Data to use:

****

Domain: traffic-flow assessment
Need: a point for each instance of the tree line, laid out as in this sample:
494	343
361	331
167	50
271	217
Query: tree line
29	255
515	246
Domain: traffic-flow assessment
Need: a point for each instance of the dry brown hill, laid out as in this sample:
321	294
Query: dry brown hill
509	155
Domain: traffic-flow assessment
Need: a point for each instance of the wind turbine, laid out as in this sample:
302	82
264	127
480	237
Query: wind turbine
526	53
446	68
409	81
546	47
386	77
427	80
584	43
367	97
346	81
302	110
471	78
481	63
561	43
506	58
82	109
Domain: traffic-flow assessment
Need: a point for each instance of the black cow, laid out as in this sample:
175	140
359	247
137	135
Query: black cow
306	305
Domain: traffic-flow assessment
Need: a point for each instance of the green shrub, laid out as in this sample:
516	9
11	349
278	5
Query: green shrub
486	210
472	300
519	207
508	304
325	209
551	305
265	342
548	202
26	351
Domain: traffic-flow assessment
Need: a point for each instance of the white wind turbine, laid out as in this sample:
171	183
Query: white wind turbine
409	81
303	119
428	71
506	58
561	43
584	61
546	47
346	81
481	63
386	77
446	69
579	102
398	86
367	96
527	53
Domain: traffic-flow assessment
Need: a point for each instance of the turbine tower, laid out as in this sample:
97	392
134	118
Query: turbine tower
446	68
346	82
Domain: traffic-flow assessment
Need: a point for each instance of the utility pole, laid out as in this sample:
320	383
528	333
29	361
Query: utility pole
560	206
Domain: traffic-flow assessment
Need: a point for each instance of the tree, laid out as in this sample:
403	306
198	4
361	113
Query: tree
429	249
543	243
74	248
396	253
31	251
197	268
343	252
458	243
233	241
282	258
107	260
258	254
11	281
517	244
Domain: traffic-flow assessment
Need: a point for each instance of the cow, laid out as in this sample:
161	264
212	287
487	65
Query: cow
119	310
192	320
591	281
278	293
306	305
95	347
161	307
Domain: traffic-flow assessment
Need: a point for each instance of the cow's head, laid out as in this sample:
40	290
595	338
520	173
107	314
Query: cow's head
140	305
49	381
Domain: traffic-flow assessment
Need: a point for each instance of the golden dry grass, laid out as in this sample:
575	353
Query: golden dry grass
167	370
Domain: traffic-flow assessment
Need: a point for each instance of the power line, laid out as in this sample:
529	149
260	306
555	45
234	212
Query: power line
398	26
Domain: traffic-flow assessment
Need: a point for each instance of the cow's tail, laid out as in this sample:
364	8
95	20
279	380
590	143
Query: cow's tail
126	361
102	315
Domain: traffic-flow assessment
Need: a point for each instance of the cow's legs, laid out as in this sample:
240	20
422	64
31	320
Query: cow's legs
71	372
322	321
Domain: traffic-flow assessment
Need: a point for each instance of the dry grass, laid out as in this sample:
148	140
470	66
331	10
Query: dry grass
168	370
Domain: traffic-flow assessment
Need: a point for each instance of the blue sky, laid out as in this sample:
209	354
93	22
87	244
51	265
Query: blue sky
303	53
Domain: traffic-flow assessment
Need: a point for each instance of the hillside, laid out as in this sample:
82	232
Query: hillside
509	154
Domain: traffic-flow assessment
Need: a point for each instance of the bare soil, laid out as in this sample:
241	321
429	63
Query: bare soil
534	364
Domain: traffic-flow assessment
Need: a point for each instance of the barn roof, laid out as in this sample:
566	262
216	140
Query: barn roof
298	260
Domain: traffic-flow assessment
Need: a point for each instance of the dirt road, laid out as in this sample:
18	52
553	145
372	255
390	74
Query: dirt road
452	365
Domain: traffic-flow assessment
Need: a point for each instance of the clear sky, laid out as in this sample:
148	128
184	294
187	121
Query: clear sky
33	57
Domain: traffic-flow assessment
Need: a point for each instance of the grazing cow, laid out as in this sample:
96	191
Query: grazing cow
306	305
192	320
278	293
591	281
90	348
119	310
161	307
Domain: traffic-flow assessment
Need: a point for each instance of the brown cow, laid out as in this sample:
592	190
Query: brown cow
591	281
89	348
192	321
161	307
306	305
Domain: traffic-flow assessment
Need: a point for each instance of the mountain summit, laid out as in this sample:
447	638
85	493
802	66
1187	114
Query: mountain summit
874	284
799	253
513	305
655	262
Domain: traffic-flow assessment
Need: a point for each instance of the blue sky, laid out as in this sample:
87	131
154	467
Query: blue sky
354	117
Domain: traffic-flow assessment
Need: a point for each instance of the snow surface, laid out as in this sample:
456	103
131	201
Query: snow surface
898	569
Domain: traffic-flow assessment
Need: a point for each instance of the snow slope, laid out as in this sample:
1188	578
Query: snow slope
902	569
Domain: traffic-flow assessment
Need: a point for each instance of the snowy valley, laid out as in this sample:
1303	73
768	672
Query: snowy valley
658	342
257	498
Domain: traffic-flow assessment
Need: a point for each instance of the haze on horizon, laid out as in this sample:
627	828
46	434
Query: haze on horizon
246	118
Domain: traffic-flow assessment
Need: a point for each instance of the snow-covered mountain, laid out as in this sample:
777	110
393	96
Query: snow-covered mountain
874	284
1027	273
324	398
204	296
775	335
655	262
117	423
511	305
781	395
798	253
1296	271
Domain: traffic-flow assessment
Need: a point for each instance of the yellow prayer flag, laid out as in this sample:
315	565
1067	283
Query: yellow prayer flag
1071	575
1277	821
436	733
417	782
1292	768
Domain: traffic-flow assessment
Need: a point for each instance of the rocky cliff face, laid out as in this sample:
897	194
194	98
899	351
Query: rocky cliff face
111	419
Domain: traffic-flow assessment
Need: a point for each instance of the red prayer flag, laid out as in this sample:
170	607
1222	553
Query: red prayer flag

****

Problem to solve: Could you retype all of the material word for word?

Written solution:
Domain: traffic-flow assessment
Need: a point for each instance of the tree line, laid out as in this sample:
494	343
361	331
167	50
271	217
Query: tree line
29	255
515	246
Domain: traffic-flow assessment
Need: a point for each instance of the dry brown hill, laid out as in this sample:
321	294
Query: dry brown hill
509	155
Domain: traffic-flow assessment
Need: a point for each instance of the wind turbine, laid out as in this sample:
302	82
264	127
480	237
Query: wind turbine
526	53
446	68
409	81
546	47
386	77
427	80
584	43
367	97
346	81
302	110
471	78
481	63
561	43
506	58
82	109
Domain: traffic-flow assessment
Need: a point for each instance of the black cow, laid out as in this sample:
175	140
359	247
137	135
Query: black cow
306	305
Domain: traffic-flow assessment
Need: a point for each instance of the green shrub, laid out as in this sample:
516	9
11	349
278	5
Query: green shrub
486	210
472	300
519	207
508	304
325	209
551	305
265	342
548	202
26	351
Domain: traffic-flow assessment
Need: a point for each instance of the white wind turbine, laid out as in this sample:
171	183
Query: white wind turbine
409	81
303	119
428	71
506	58
561	43
584	61
546	47
346	81
481	63
386	77
446	69
579	102
398	86
367	96
527	53
Domain: traffic-flow assessment
Need: a point for each instance of the turbine tower, laid out as in this sample:
97	392
134	118
Query: turbine tower
446	68
346	82
Domain: traffic-flow assessment
Need: a point for each instance of the utility pole, laid out as in this sample:
320	383
528	333
29	361
Query: utility pole
560	206
Domain: traffic-flow assessment
Need: a point for each instance of the tree, laid out as in this sample:
403	306
198	4
361	113
Query: tree
429	249
543	243
74	248
396	253
31	251
197	268
343	252
458	243
233	241
282	258
107	260
258	254
11	281
517	244
Domain: traffic-flow assessment
Need: a point for each instance of the cow, laid out as in this sample:
161	264
212	287
487	65
Query: cow
119	310
192	320
591	281
278	293
306	305
95	347
161	307
Domain: traffic-flow assessment
Need: a point for each instance of the cow's head, laid out as in this sample:
40	290
595	338
520	173
107	314
Query: cow's head
140	305
49	381
Domain: traffic-flow assessment
Need: a point for each instance of the golden dry grass, laid out as in this sample:
575	353
Query: golden dry grass
167	370
Domain: traffic-flow assessment
Need: a point for each instance of the power line, laid out as in this sample:
529	149
260	306
555	45
234	212
Query: power line
398	26
Domain: traffic-flow assessment
Need: a point for each instance of the cow's tail, laid out as in this sample:
364	8
95	20
279	380
590	143
Query: cow's tail
126	361
102	315
Domain: traffic-flow assessment
Need: a point for each instance of the cow's legs, laid out as in this sample:
240	20
422	64
31	320
Query: cow's legs
71	372
322	321
Domain: traffic-flow assessment
Need: a point for each instance of the dry grass, laid out as in this sample:
148	140
470	66
331	10
Query: dry grass
168	370
Domain: traffic-flow assessment
Need: a point for each instance of the blue sky, laid out as in this sample:
209	354
93	22
87	244
51	265
Query: blue sky
303	53
Domain: traffic-flow assessment
Need: a point for each instance of the hillside, laid out as in this sample:
82	232
Query: hillside
509	154
Domain: traffic-flow assessment
Need: a point for each instance of the bare soil, laid out as in this sample:
241	321
429	63
Query: bare soil
534	364
Domain: traffic-flow assessment
Need: a point for each instance of the barn roof, laid out as in this sample:
566	262
216	140
Query: barn roof
298	260
Domain: traffic-flow assessment
Need: a point for each instance of the dirt road, laid out as in this sample:
18	52
553	145
372	255
390	74
Query: dirt road
452	365
Domain: traffic-flow assessment
Need: a point for each instance of the clear sky, laid out as in this sample:
148	128
184	294
187	121
Query: clear sky
33	57
Domain: traffic-flow assessment
Need: a point for each instance of the grazing cow, laid out as in this sample:
96	191
Query: grazing cow
306	305
192	320
278	293
591	281
90	348
119	310
161	307
Domain: traffic-flow assessment
Need: a point for each instance of the brown cow, laid out as in this sample:
592	190
Query: brown cow
591	281
89	348
192	321
161	307
306	305
Domain: traffic-flow assessment
Need: a point for each instance of the mountain summit, laid out as in this sample:
447	638
85	493
802	66
1187	114
Query: mountain summit
874	284
799	253
513	305
655	262
Domain: traffic-flow assessment
Need: a point for each instance of the blue sky, laid out as in this sample:
87	131
154	467
Query: blue sky
354	117
Domain: traffic-flow assessment
Need: a point for each instance of the snow surface, laid out as in this sample:
456	103
131	201
Query: snow surface
898	569
Domain: traffic-flow assessment
Need: a point for each instance of the snow slope, laid out as in this sample:
1188	578
Query: snow slope
902	569
Domain: traffic-flow assessment
Need: a point for each instance of the snowy valley, laid out as in this sample:
1303	73
768	672
Query: snowy valley
658	342
257	498
Domain: traffic-flow assessment
Need: a point for each instance of the haze on horizon, laid out as in this sample:
627	828
46	434
Query: haze on horizon
246	118
Domain: traffic-flow assessment
Need: a point for each instance of the snow-covered mountain, laid out as in this sample:
777	110
393	96
Query: snow-covered mountain
874	284
1027	273
324	398
204	296
775	335
655	262
117	423
511	305
781	395
798	253
1296	271
Domain: traffic-flow assessment
Need: a point for each instance of the yellow prayer flag, laid out as in this sample:
315	565
1067	283
Query: yellow prayer flag
1071	575
1277	821
436	733
417	782
1292	768
Domain: traffic-flow assessment
Need: a point for each instance of the rocky cliff face, laid out as in this sample:
897	194
194	98
899	351
Query: rocky cliff face
111	419
Domain: traffic-flow assessment
Need: a point for each instance of the red prayer flag, laid out as in this sample:
170	607
1222	553
Query: red prayer flag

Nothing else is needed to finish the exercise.